* [Work to complete]
#1 According to the Phase 2 implementation plan, how many development sessions is Phase 2 estimated to take?
#2 Reproduce everything in the Phase 2 implementation plan from "- ✓ Template fixtures" down to "(Phase 2 Objectives)".
#3 Please carry on the Phase 2 implementation plan from its last line.

Phase 2: Mock Pipeline + Test Harness - Detailed Implementation Plan

Overview

Goal: Simulate events and validate pipeline behavior with comprehensive testing infrastructure

Status: Ready to begin (Phase 1 complete, Phase 1.5 fixtures ready)

Timeline: Estimated 3-5 development sessions

Current State Analysis

✅ What We Have (Phase 1 Complete)

Core Pipeline Components
- ✓ TreeCapture - captures UI trees (mock implementation ready for OS APIs)
- ✓ TreeNormalizer - removes transient properties, maps alternative names
- ✓ NodeClassifier - categorizes nodes (interactive, static, container, etc.)
- ✓ NoiseFilters - removes irrelevant elements
- ✓ SignatureGenerator - creates SHA256 fingerprints (structural + content + full)
- ✓ TemplateLoader - loads YAML templates with validation
- ✓ TemplateValidator - validates template structure (screen_id, required_nodes, etc.)
- ✓ Matcher - compares trees to baselines with scoring algorithm
- ✓ DiffEngine - finds differences between trees
- ✓ TransitionChecker - validates state transitions
- ✓ DriftEvent - represents drift occurrences
- ✓ ImmutableLog - append-only logging
- ✓ HashChain - tamper-evident hash chaining
- ✓ EventWriter - writes events to disk
Test Infrastructure (Phase 1.5)
- ✓ Mock UI trees: DISCORD_CHAT_TREE, DOORDASH_OFFER_TREE, LOGIN_FORM_TREE, etc.
- ✓ Drift scenarios: MISSING_BUTTON_DRIFT, CONTENT_CHANGE_DRIFT, etc.
- ✓ Template fixtures with real signatures
- ✓ Integration test helpers: run_pipeline(), create_test_log(), etc.
CLI Skeleton
- ✓ cmd_simulate() - stubbed
- ✓ cmd_drift() - stubbed
- ✓ cmd_replay() - stubbed
- ✓ cmd_status() - stubbed

❌ What We Need (Phase 2 Objectives)

Functional CLI Commands
- Interactive simulation mode (sz simulate <tree.json>)
- Drift event viewer (sz drift --filter=layout)
- Log replay with timeline (sz replay --start=0 --end=100)
- System status dashboard (sz status)
End-to-End Pipeline Testing
- Automated test suite running full pipeline
- Validation of each pipeline stage
- Hash chain integrity verification
- Template matching accuracy tests
Mock Event Generation
- Simulate accessibility events without OS dependencies
- Generate event sequences for various scenarios
- Test state transitions and edge cases
Log Analysis Tools
- Parse and display log entries
- Verify hash chain integrity
- Filter and search drift events
- Export reports

Phase 2 Tasks Breakdown

Task 1: Implement `cmd_simulate` - Pipeline Simulation CLI

Priority: HIGH | Estimated Time: 1-2 hours

Objective: Run the full pipeline on mock trees and display results

Implementation Steps:

Read JSON tree from file or use fixture
Run through normalization → signature → matching → drift detection
Display results in terminal with Rich formatting:
- Tree structure preview
- Normalization changes
- Signature (truncated)

* [Extracted data]

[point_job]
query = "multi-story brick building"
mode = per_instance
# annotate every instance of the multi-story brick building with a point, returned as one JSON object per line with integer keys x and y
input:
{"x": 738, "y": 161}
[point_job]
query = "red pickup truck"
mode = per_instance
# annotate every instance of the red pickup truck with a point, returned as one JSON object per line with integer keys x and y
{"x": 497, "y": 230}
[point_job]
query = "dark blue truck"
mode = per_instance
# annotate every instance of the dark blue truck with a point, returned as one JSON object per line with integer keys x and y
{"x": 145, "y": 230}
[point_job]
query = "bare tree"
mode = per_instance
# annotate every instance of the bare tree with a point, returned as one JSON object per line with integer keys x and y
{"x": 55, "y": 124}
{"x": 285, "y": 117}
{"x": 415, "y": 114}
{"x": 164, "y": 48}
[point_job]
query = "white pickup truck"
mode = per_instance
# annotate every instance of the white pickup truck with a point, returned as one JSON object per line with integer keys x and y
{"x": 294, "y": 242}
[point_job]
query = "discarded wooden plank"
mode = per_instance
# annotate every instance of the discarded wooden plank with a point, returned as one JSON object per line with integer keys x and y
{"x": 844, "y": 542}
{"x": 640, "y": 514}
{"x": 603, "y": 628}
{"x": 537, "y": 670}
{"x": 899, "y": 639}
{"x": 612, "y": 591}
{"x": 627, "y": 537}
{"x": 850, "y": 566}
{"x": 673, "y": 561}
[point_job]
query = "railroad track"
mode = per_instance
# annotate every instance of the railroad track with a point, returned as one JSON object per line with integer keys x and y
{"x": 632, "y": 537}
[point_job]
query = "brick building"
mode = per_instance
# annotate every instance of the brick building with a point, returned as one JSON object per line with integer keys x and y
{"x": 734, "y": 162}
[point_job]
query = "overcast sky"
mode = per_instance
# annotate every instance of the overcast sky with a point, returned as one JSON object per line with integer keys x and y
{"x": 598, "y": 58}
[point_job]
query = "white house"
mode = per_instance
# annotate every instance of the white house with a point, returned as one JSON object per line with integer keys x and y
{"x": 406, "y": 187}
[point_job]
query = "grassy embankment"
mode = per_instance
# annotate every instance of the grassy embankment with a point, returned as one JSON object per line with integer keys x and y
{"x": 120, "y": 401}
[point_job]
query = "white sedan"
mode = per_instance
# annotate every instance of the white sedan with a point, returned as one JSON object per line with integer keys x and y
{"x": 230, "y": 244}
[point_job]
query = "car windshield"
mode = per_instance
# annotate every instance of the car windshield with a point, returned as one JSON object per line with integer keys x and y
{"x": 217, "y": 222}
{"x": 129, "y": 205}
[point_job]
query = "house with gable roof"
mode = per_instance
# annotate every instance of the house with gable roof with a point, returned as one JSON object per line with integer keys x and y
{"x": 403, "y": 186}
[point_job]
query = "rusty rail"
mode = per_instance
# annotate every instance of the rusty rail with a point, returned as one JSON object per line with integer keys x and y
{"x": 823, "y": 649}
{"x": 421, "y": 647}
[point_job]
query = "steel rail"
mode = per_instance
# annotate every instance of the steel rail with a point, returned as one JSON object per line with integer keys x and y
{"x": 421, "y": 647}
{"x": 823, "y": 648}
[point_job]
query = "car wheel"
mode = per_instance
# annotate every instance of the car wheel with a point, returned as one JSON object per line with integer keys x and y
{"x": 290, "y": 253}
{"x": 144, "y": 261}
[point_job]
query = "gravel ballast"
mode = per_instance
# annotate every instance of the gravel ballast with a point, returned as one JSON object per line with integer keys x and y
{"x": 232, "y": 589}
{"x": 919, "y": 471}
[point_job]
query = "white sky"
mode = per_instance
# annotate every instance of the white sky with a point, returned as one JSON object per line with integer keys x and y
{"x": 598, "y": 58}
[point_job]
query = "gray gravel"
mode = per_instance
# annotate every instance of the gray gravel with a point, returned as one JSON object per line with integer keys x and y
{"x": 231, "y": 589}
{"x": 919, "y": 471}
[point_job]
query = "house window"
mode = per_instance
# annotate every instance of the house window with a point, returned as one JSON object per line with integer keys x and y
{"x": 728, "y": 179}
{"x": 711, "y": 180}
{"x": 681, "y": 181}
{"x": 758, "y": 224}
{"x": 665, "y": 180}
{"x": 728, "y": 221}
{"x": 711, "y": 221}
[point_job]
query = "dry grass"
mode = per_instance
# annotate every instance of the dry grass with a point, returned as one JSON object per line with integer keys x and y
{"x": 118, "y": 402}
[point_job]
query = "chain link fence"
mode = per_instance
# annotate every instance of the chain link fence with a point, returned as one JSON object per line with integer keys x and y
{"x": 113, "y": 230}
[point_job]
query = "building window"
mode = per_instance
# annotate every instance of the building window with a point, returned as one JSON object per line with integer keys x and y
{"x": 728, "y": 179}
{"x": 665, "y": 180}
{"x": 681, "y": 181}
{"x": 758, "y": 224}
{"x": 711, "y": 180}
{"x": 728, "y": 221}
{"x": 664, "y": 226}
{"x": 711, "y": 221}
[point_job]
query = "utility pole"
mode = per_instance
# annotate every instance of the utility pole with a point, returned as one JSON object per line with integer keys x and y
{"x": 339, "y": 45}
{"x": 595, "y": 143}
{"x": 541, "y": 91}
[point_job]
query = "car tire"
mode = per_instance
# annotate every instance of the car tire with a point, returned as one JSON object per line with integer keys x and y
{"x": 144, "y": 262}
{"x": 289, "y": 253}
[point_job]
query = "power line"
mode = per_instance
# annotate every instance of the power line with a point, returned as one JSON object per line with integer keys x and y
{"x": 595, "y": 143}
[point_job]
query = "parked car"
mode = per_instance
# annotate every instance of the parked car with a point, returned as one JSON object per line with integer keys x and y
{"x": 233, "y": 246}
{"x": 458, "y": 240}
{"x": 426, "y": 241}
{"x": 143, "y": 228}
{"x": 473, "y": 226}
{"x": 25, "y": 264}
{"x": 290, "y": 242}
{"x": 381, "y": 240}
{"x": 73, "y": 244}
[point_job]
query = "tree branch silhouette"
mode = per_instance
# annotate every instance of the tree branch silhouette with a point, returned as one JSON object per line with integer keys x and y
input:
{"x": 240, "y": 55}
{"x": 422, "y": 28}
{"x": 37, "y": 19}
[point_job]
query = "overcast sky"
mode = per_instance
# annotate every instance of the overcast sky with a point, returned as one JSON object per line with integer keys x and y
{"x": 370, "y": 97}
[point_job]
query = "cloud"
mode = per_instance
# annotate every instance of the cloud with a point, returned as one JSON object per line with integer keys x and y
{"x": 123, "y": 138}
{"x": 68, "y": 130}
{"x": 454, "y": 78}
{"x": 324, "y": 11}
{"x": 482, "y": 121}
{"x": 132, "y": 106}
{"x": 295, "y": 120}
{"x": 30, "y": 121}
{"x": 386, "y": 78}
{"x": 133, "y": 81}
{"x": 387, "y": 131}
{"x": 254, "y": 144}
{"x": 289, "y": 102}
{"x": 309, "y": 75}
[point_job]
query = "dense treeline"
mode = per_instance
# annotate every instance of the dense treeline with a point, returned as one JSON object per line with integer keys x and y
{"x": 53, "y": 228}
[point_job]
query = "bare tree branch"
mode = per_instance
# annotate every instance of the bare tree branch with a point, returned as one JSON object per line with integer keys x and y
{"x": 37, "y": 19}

* [Expected responses]
#1 3-5 development sessions

#2
- ✓ Template fixtures with real signatures
- ✓ Integration test helpers: run_pipeline(), create_test_log(), etc.
CLI Skeleton
- ✓ cmd_simulate() - stubbed
- ✓ cmd_drift() - stubbed
- ✓ cmd_replay() - stubbed
- ✓ cmd_status() - stubbed

❌ What We Need (Phase 2 Objectives)

#3
- Best template match + score
- Detected drift events
- Log entry created

Files to Modify:

interface/cli/commands.py - Implement cmd_simulate()
interface/cli/display.py - Add Rich display utilities
interface/cli/main.py - Wire simulate command with argparse

Dependencies: Rich library for terminal formatting

Test Cases:

Simulate with DISCORD_CHAT_TREE → should match discord_chat template
Simulate with MISSING_BUTTON_DRIFT → should detect layout drift
Simulate with unknown tree → should return low match scores

Deliverable: python run.py simulate tests/fixtures/mock_trees.json --template=discord_chat

Task 2: Implement `cmd_drift` - Drift Event Viewer

Priority: HIGH | Estimated Time: 1 hour

Objective: Display and filter drift events from immutable log

Implementation Steps:

Load log file (default: logs/systemzero.log)
Parse JSON entries
Filter by drift type if specified
Display in formatted table with columns:
- Index | Timestamp | Type | Severity | Details
Support pagination for large logs
Show summary statistics (counts by type)

Files to Modify:

interface/cli/commands.py - Implement cmd_drift()
interface/cli/display.py - Add table formatting
core/logging/immutable_log.py - Add read_entries() method

Test Cases:

View all drift events
Filter by type: sz drift --filter=layout
Filter by severity: sz drift --severity=critical
Empty log handling

Deliverable: python run.py drift --filter=layout --severity=warning

Task 3: Implement `cmd_replay` - Log Replay Viewer

Priority: MEDIUM | Estimated Time: 1-2 hours

Objective: Replay logged events with timeline navigation

Implementation Steps:

Load log entries from file
Display in chronological order with timeline
For each entry show:
- Entry number / total
- Timestamp (relative and absolute)
- Event type and data
- Drift events if present
- Hash chain link (previous hash)
Support range selection (--start, --end)
Add interactive mode with arrow key navigation (optional for Phase 2)

Files to Modify:

interface/cli/commands.py - Implement cmd_replay()
interface/cli/display.py - Add timeline formatting

Test Cases:

Replay all events: sz replay
Replay range: sz replay --start=10 --end=20
Replay single event: sz replay --entry=15
Verify hash chain during replay

Deliverable: python run.py replay logs/systemzero.log --start=0 --end=50

Task 4: Implement `cmd_status` - System Status Dashboard

Priority: LOW | Estimated Time: 30 minutes

Objective: Display current system state and configuration

Implementation Steps:

Show configuration summary:
- Log path and size
- Template count and locations
- Pipeline module status
Show recent activity:
- Last N events
- Drift summary (counts by type)
- Log integrity status
Format as dashboard with Rich panels

Files to Modify:

interface/cli/commands.py - Implement cmd_status()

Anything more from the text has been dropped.